| Extract to read |
◇ ◇ ◇
DA's Morning Tip

Sacramento Kings take active role in helping community after Stephon Clark's death

The young boy threw Garrett Temple for a loop.

Temple, Vince Carter and former Sacramento Kings star Doug Christie were at South Sacramento Christian Church late last month, at a forum quickly put together to try and give the community a chance to vent, to pray, to witness, and to reach out to the NBA players in attendance. The community needed to let the players know the pain that was roiling the city in the wake of the police shooting death of an unarmed 22-year-old man, Stephon Clark, in his grandmother’s back yard March 18.

“We did a few word association games,” Temple said Saturday night. “One of them was ‘safe places,’ and people started saying things to us: ‘mom’s house,’ ‘church.’ I yelled out ‘basketball gym.’ People were yelling out certain musicians, like you go somewhere to listen to certain musicians to feel better. One kid, he had to be 12, and he wrote a rap. He wrote it on the spot. He wrote ‘the safest place for a black boy is in the grave.’ And when he said that, me, Doug and Vince was like, man, that’s crazy. He just wrote this in the last 10 minutes. That was what was on his mind.”

That’s what much of Sacramento is going through after Clark’s death.

Police said Clark matched the description of a suspect who’d been breaking into cars in the neighborhood, and that he ran into his grandmother’s yard after being asked to stop while in another person’s yard nearby. They then claimed that Clark approached them with an object in his hand, and they fired to protect themselves. But the object in his hand was a cell phone, and no weapon was found on him or nearby.

An autopsy of Clark commissioned by his family, though, revealed he’d been shot eight times by police, mostly in his back indicating, at best, that there’s some serious question about the police’s initial version of what happened.

It’s odd that the community saved the Kings, and now it’s coming full circle for the Kings to try and help save the community.”
◇ ◇ ◇
| Exercise requirements |
Write out the part of the article about the Sacramento Kings and Stephon Clark word for word, starting at "Temple, Vince Carter" and ending at "yard March 18.". The data that comes next is unrelated to the article.
◇ ◇ ◇
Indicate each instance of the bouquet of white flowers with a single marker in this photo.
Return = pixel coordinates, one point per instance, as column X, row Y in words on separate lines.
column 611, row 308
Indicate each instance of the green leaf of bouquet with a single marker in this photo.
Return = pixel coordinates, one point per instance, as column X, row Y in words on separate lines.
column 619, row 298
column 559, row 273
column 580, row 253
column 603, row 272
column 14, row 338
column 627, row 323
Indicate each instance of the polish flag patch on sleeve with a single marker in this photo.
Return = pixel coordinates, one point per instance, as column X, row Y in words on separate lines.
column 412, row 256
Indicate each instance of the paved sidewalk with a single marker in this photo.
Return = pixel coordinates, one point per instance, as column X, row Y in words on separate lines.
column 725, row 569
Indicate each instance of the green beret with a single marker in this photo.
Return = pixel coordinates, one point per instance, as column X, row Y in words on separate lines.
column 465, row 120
◇ ◇ ◇
| Correct response |
Temple, Vince Carter and former Sacramento Kings star Doug Christie were at South Sacramento Christian Church late last month, at a forum quickly put together to try and give the community a chance to vent, to pray, to witness, and to reach out to the NBA players in attendance. The community needed to let the players know the pain that was roiling the city in the wake of the police shooting death of an unarmed 22-year-old man, Stephon Clark, in his grandmother’s back yard March 18.